--- Testo fornito ---

Speranze di Pace in Centrafrica dopo gli accordi raggiunti grazie alla Comunità di
Sant'Egidio
Dopo la firma a Bangui del cosiddetto “Patto Repubblicano”, il Centrafrica torna a
sperare nella fine della guerra civile. L’intesa, stilata a Roma nella sede della
Comunità di Sant’Egidio durante i colloqui di pace dello scorso settembre, coinvolge
tutte le forze vive del Paese. Ribadisce, tra l’altro, la necessità di dare sicurezza
ai cittadini attraverso il disarmo delle milizie ed il ritorno alla normale attività
dello Stato; la necessità di garantire il ritorno dei rifugiati interni ed esterni
alle loro case e di aiutare il loro reinserimento. Ma qual è stato il ruolo della
Comunità di Sant’Egidio? Hélène Destombes lo ha chiesto a don Angelo Romano,
membro dell’Ufficio relazioni internazionali della Comunità:
R. – Quello
che noi abbiamo cercato di fare è stato di creare un vero spirito di unità nazionale
attorno al quale pensare il futuro del Paese e impedire la disgregazione dello Stato:
questo è il pericolo che sta vivendo il Centrafrica, quello di una totale disgregazione
delle strutture statali, e questo sarebbe veramente una tragedia. Noi abbiamo creato,
attraverso questo “Patto Repubblicano” preparato a San’Egidio il 6 e il 7 settembre
scorso, un clima e misure concrete, efficaci affinché si possa vivere una vera e profonda
ed efficace collaborazione tra i partiti.
D. – Avete sentito una volontà reale
da tutte e due le parti, di lavorare a favore della pace e della riconciliazione?
R.
– Noi abbiamo sentito, da parte di tutti i rappresentanti del mondo politico, della
società civile, delle religioni che sono venuti a Sant’Egidio a settembre – e bisogna
ricordare che questa crisi è anche un suo elemento importante di convivenza religiosa,
perché è salita molto la tensione tra la comunità cristiana, che è quella maggioritaria
nel Paese, e quella musulmana – una grande gratitudine nei nostri confronti perché
si sentivano un po’ dimenticati. Sentivano che la crisi nel loro Paese veramente non
sembrava interessare nessuno, e questo ha mostrato che c’era un desiderio, nel fondo:
il desiderio di trovare una soluzione. Questa, alla fine, l’abbiamo trovata o almeno
abbiamo iniziato a trovarla. Il “Patto Repubblicano” è un primo passo che vuole costruire
una vera e profonda collaborazione tra le parti.

--- Materiale estratto ---

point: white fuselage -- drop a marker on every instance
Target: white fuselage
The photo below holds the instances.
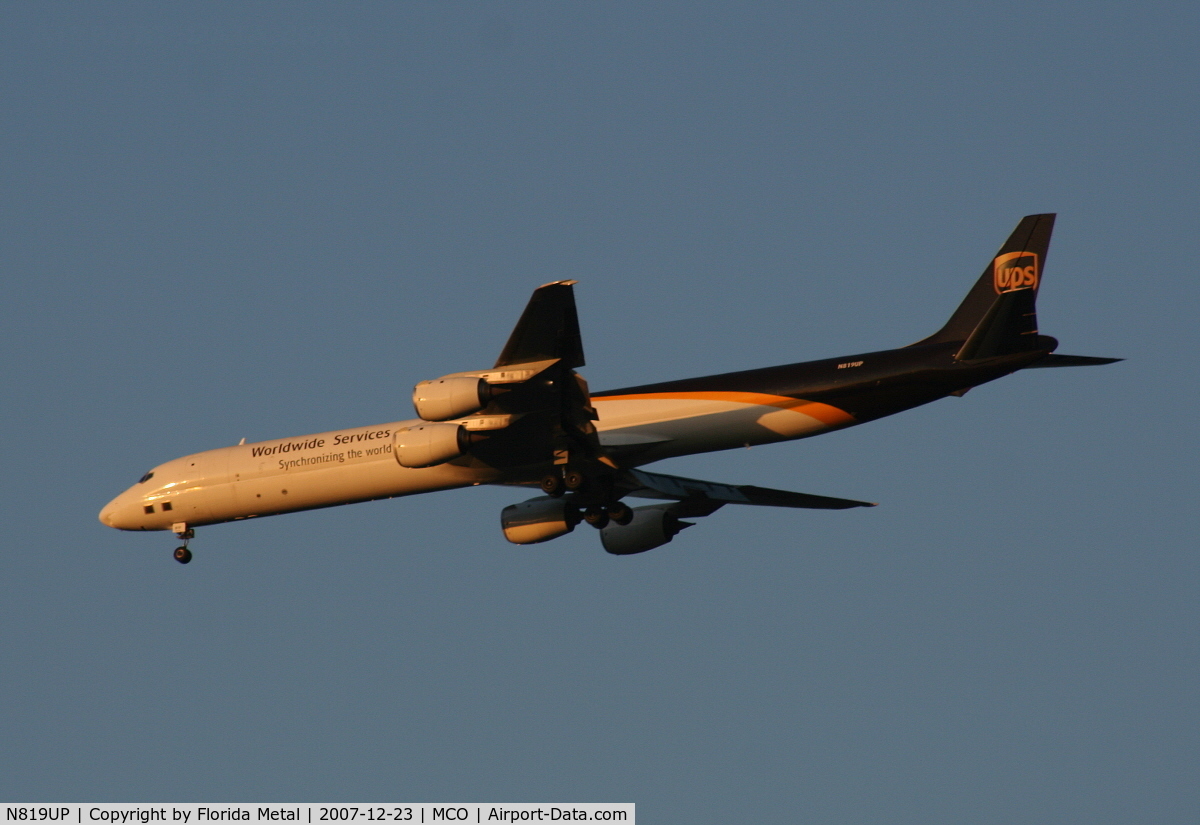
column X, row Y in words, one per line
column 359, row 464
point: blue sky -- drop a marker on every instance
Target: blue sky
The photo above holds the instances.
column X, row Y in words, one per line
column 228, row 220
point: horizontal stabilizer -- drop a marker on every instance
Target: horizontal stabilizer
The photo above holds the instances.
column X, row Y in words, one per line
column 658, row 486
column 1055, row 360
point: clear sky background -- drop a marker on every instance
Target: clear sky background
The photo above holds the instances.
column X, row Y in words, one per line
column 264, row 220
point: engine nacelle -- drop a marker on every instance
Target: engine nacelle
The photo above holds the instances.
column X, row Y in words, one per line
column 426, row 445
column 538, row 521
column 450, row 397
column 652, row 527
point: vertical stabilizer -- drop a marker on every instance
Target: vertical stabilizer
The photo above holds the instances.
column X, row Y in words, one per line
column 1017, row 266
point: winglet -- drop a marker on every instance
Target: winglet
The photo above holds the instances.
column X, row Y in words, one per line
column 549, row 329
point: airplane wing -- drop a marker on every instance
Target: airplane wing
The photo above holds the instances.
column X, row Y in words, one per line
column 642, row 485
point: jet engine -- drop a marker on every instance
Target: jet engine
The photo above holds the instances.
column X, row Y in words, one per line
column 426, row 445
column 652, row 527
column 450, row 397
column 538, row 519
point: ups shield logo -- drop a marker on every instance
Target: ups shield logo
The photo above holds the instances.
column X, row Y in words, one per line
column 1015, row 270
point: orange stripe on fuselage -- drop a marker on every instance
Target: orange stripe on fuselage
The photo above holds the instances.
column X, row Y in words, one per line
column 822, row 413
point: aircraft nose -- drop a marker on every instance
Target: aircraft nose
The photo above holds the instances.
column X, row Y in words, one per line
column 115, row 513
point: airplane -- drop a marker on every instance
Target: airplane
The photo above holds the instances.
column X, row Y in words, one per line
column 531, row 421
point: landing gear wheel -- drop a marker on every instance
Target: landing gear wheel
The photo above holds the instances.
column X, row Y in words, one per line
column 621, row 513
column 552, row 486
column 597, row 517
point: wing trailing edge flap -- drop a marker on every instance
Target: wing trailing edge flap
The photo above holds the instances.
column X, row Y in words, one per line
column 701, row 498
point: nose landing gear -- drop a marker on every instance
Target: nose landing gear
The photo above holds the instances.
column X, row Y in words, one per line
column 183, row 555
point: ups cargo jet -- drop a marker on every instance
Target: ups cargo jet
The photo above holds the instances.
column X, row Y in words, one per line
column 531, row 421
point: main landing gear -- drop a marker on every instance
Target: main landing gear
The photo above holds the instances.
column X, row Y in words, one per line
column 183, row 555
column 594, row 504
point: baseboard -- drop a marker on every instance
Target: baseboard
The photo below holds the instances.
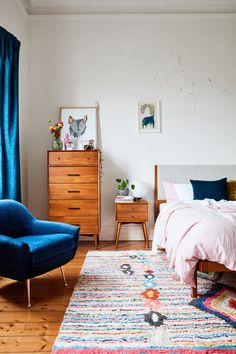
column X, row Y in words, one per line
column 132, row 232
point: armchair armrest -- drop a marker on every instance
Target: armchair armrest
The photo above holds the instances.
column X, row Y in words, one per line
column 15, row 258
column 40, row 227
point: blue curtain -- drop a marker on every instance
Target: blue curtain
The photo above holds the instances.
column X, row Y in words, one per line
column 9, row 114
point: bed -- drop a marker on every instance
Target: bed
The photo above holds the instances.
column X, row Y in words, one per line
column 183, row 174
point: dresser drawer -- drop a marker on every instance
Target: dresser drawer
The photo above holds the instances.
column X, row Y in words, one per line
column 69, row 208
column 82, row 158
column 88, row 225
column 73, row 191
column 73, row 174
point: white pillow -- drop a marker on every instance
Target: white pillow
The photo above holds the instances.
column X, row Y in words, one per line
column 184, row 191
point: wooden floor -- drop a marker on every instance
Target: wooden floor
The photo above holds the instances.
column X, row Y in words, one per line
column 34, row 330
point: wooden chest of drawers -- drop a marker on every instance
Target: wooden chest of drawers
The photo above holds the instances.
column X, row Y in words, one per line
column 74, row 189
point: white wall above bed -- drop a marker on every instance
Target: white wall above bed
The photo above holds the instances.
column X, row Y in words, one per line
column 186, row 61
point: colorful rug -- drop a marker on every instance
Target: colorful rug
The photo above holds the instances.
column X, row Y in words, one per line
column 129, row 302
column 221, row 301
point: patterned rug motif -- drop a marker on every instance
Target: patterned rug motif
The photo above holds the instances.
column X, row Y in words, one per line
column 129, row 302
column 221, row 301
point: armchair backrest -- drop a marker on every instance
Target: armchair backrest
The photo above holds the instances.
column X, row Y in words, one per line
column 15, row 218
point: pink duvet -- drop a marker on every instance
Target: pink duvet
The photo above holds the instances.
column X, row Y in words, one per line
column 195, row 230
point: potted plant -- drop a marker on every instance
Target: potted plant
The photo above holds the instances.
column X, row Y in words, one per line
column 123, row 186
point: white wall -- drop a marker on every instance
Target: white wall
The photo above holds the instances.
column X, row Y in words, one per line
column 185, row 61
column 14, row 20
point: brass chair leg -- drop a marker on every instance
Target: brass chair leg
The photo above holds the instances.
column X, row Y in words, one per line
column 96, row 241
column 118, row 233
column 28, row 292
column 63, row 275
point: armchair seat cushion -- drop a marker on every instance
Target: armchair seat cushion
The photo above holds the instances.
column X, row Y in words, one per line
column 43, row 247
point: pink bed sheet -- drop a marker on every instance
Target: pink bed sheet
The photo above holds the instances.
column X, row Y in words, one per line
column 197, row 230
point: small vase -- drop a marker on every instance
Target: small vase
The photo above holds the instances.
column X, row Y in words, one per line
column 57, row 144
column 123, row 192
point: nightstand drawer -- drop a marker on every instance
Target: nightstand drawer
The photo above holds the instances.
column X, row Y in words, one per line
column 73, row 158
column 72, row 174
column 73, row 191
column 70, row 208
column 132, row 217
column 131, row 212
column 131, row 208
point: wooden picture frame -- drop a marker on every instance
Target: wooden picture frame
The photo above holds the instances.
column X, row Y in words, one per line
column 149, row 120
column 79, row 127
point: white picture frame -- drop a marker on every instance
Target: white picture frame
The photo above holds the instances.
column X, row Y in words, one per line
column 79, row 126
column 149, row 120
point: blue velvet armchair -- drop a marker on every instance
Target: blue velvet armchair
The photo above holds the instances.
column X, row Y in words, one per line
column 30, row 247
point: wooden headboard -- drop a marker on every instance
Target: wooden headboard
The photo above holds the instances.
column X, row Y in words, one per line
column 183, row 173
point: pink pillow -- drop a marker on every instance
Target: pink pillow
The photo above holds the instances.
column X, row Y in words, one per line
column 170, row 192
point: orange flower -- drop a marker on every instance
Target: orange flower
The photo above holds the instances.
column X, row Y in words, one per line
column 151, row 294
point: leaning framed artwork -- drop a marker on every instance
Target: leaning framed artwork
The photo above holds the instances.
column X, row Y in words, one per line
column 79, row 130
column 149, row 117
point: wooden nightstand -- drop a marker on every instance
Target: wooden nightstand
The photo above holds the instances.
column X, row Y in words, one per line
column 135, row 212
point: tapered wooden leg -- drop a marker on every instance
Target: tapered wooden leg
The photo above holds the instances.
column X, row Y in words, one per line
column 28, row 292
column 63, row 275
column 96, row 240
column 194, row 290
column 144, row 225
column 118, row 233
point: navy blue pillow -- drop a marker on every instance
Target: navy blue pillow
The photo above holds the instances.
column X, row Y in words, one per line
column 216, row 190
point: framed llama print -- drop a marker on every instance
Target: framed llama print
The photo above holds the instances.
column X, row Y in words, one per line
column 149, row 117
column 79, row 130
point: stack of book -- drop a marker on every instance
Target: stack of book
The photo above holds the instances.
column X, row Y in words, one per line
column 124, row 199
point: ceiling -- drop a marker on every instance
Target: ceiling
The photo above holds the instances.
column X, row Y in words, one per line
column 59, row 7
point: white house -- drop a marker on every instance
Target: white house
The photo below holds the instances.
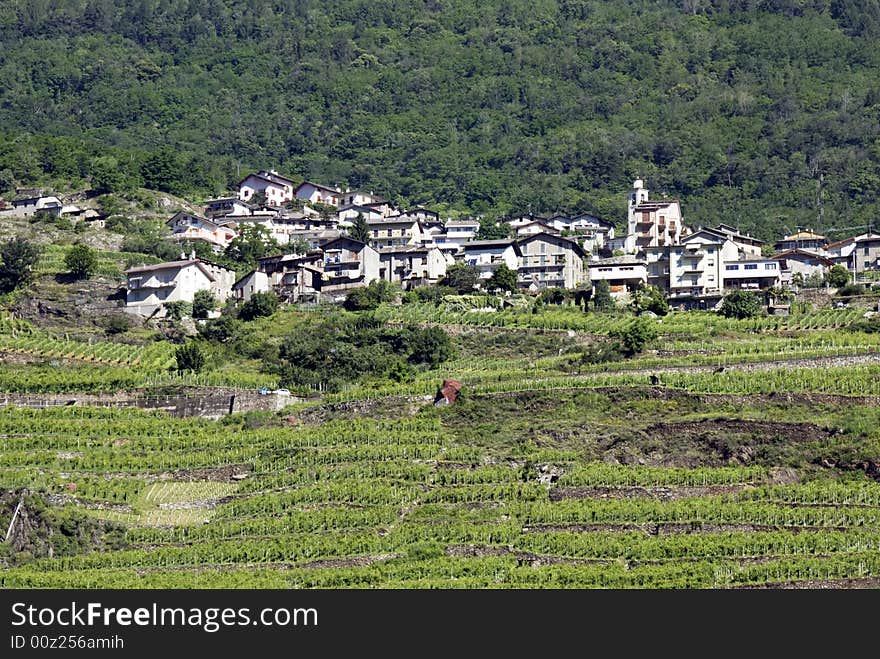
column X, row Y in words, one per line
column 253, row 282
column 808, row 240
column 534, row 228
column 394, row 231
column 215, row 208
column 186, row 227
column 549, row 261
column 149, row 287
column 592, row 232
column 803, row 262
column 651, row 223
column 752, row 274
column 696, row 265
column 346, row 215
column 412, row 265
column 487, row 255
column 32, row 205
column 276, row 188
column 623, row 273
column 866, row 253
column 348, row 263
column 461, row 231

---

# Istruzioni
- A) Per ciascuna affermazione indica se concorda con il testo sul Centrafrica, rispondendo sì o no e citando alla lettera le parole decisive: (i) il “Patto Repubblicano” è stato stilato a Roma nella sede della Comunità di Sant’Egidio; (ii) la comunità musulmana è quella maggioritaria nel Paese; (iii) i colloqui di pace a Sant’Egidio si sono tenuti lo scorso marzo.
- B) Scrivi il seguito del testo sul Centrafrica.
Le voci qui sopra non servono a nulla in questo lavoro.

# Risultati attesi
- A)
(i) Sì: "L’intesa, stilata a Roma nella sede della Comunità di Sant’Egidio".
(ii) No: "la comunità cristiana, che è quella maggioritaria nel Paese".
(iii) No: "durante i colloqui di pace dello scorso settembre".

- B)
D. – Molti osservatori sono
piuttosto pessimisti e affermano che i centrafricani e la forza dell’Unione Africana
non hanno i mezzi per far sì che la sicurezza torni nel Paese. C’è bisogno comunque
dell’aiuto della comunità internazionale?
R. – Certamente c’è bisogno dell’aiuto
della comunità internazionale. E’ chiaro che il Paese non può risollevarsi da solo;
ma c’è bisogno anche del contributo dei centrafricani stessi. Noi abbiamo sempre puntato
sul fatto che ogni soluzione, ogni proposta della comunità internazionale debba sempre
incontrare la volontà, la collaborazione, anche l’immaginazione dei protagonisti del
mondo politico centrafricano. E questo credo che sia l’elemento che fa la differenza.
Io ho percepito, da parte della gente, da parte delle persone con cui abbiamo parlato,
una grande gioia alla notizia di questo “Patto Repubblicano” che, in fondo, è una
buona notizia dopo tante cattive notizie. E penso che, da questo punto di vista, ci
sia una risposta ai pessimisti: il problema è che chi è pessimista sembra sempre più
razionale degli altri; in realtà, non è così. C’è bisogno di dare buone notizie alla
popolazione centrafricana, concrete, che possano garantire il fatto che sia possibile
pensare un futuro effettivamente diverso per questo Paese che ha troppo sofferto.
Credo che questo “Patto Repubblicano” dia alcuni strumenti che possono aiutare il
Paese ad uscire da questa crisi.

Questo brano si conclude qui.